Records of labeled points:
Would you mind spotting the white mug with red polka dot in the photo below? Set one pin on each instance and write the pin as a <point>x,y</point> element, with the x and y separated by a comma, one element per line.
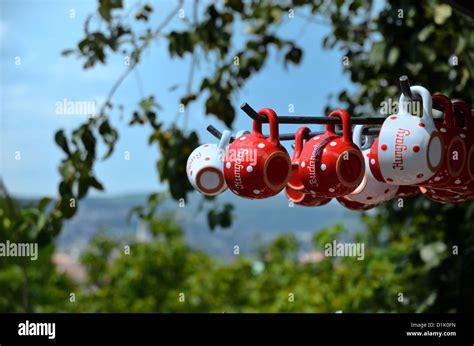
<point>205,167</point>
<point>370,191</point>
<point>409,149</point>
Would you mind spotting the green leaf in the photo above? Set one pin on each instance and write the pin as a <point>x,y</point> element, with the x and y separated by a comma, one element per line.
<point>95,183</point>
<point>67,52</point>
<point>43,203</point>
<point>61,141</point>
<point>106,6</point>
<point>294,55</point>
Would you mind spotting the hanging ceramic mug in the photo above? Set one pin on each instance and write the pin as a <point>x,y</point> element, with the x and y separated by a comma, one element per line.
<point>257,166</point>
<point>332,166</point>
<point>309,199</point>
<point>370,190</point>
<point>443,196</point>
<point>447,176</point>
<point>409,149</point>
<point>407,191</point>
<point>205,167</point>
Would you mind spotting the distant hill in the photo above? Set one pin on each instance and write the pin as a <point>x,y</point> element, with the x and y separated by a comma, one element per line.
<point>256,222</point>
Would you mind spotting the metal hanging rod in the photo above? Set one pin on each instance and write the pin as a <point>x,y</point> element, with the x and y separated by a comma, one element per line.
<point>291,136</point>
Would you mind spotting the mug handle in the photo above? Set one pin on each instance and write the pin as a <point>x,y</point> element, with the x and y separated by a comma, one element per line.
<point>468,115</point>
<point>273,121</point>
<point>225,139</point>
<point>241,133</point>
<point>299,138</point>
<point>357,136</point>
<point>346,124</point>
<point>448,109</point>
<point>427,104</point>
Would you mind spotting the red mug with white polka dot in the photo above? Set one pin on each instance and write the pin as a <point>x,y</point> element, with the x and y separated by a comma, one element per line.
<point>443,196</point>
<point>447,176</point>
<point>329,165</point>
<point>205,167</point>
<point>257,166</point>
<point>409,149</point>
<point>295,182</point>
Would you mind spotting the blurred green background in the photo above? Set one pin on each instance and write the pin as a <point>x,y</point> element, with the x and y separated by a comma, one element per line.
<point>419,255</point>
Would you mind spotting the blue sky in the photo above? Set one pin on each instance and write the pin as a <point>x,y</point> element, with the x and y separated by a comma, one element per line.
<point>37,32</point>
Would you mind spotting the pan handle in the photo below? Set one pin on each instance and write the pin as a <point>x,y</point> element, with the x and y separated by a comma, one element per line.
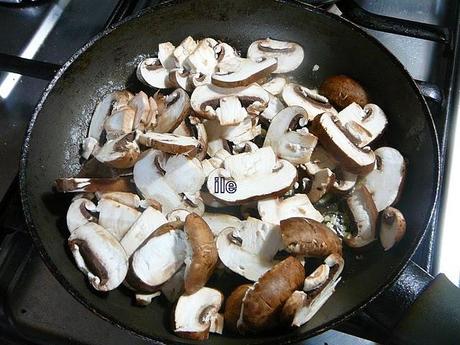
<point>419,309</point>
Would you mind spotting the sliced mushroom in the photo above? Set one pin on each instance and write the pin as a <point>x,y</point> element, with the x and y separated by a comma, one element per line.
<point>230,112</point>
<point>275,86</point>
<point>203,253</point>
<point>173,288</point>
<point>352,159</point>
<point>239,184</point>
<point>249,249</point>
<point>141,105</point>
<point>302,306</point>
<point>168,142</point>
<point>194,315</point>
<point>103,110</point>
<point>364,125</point>
<point>364,213</point>
<point>307,237</point>
<point>392,227</point>
<point>91,185</point>
<point>151,73</point>
<point>166,55</point>
<point>262,303</point>
<point>233,307</point>
<point>129,199</point>
<point>183,50</point>
<point>295,147</point>
<point>99,256</point>
<point>275,210</point>
<point>219,221</point>
<point>145,299</point>
<point>80,213</point>
<point>313,103</point>
<point>120,153</point>
<point>245,73</point>
<point>288,54</point>
<point>203,59</point>
<point>167,248</point>
<point>385,182</point>
<point>146,224</point>
<point>205,99</point>
<point>115,217</point>
<point>322,182</point>
<point>176,106</point>
<point>273,108</point>
<point>343,90</point>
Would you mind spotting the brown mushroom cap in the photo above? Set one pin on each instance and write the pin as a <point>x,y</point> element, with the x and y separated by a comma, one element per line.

▶ **Instructions for the task**
Revise the items above by replacing "Set one pin" with "Place one pin" wherever it appears, leaving everything else as it is, and omit the pictures from your answer.

▶ **Full answer**
Would you mind spotting the white mug with red polka dot in the photo below? Place one pin on each instance and write the pin as a <point>x,y</point> element, with the x and y separated by a comma, one element per line.
<point>205,167</point>
<point>370,191</point>
<point>409,149</point>
Would you mind spotting the green leaf in the photo above? Place one pin on each instance and write the pin as a <point>x,y</point> element, with the x and y separated by a comma, one element per line.
<point>95,183</point>
<point>67,52</point>
<point>43,203</point>
<point>61,141</point>
<point>106,6</point>
<point>294,55</point>
Would you mind spotting the hanging ceramic mug in the photo above? Place one pin on each instance and write the pin as a <point>x,y</point> element, with the x and y separated by a comma, one element per line.
<point>257,166</point>
<point>332,166</point>
<point>309,199</point>
<point>370,190</point>
<point>443,196</point>
<point>447,176</point>
<point>409,149</point>
<point>407,191</point>
<point>205,167</point>
Would you mind spotting the distant hill in the photo above? Place one pin on each instance and write the pin as a <point>x,y</point> element, with the x and y separated by a comma, one element per line.
<point>256,222</point>
Would you mind spotting the metal hanging rod in the photo above? Place one pin on each instance and write the pin as a <point>x,y</point> element, with the x and y separated by a comma, one element per line.
<point>291,136</point>
Would you mind spotting the mug handle in the photo above? Place one pin on each instance and write the pin as a <point>x,y</point> element, with the x and y separated by a comma, one element per line.
<point>468,115</point>
<point>273,121</point>
<point>225,139</point>
<point>241,133</point>
<point>299,138</point>
<point>357,136</point>
<point>346,124</point>
<point>448,109</point>
<point>427,104</point>
Would you mind spotting the red mug with white polka dot in the photo above? Place one pin on each instance and write the pin as a <point>x,y</point> element, with the x and y separated by a comma, one element per line.
<point>443,196</point>
<point>447,176</point>
<point>329,165</point>
<point>205,167</point>
<point>257,166</point>
<point>409,149</point>
<point>295,182</point>
Would you mind spotting the blurred green background in the photo above? Place one pin on each instance and write the pin as a <point>x,y</point> element, with the x and y separated by a comma, one element per line.
<point>419,255</point>
Would you mind spotting the blue sky in the photo above? Place one pin on each instance and write the pin as a <point>x,y</point> element, with the x and y separated by a comma, one element per line.
<point>37,32</point>
Would you mind spotting the pan handle in the photo below? Place one pin on each instance and write the pin as a <point>x,y</point> element, with the x and y separated by a comma, one element per line.
<point>419,309</point>
Would you mind spotting the sliced mushroom in the photo above? Place one pin on each instance and write the pin as a <point>x,y</point> element, with the x and y separated by a comma, one element per line.
<point>230,112</point>
<point>275,86</point>
<point>203,253</point>
<point>173,288</point>
<point>352,159</point>
<point>239,184</point>
<point>249,249</point>
<point>141,105</point>
<point>302,306</point>
<point>168,142</point>
<point>194,315</point>
<point>103,110</point>
<point>364,125</point>
<point>364,213</point>
<point>307,237</point>
<point>392,227</point>
<point>91,185</point>
<point>151,73</point>
<point>166,55</point>
<point>262,303</point>
<point>233,307</point>
<point>129,199</point>
<point>183,50</point>
<point>295,147</point>
<point>99,256</point>
<point>275,210</point>
<point>219,221</point>
<point>145,299</point>
<point>80,213</point>
<point>313,103</point>
<point>120,153</point>
<point>245,73</point>
<point>288,54</point>
<point>203,59</point>
<point>167,248</point>
<point>385,182</point>
<point>146,224</point>
<point>205,99</point>
<point>115,217</point>
<point>322,182</point>
<point>176,106</point>
<point>273,108</point>
<point>343,90</point>
Would you mind spotting the brown mushroom cap in the photo above? Place one pin on each instance and write the pin as a <point>x,y</point> element, with the x and y separated by a comma, one element per line.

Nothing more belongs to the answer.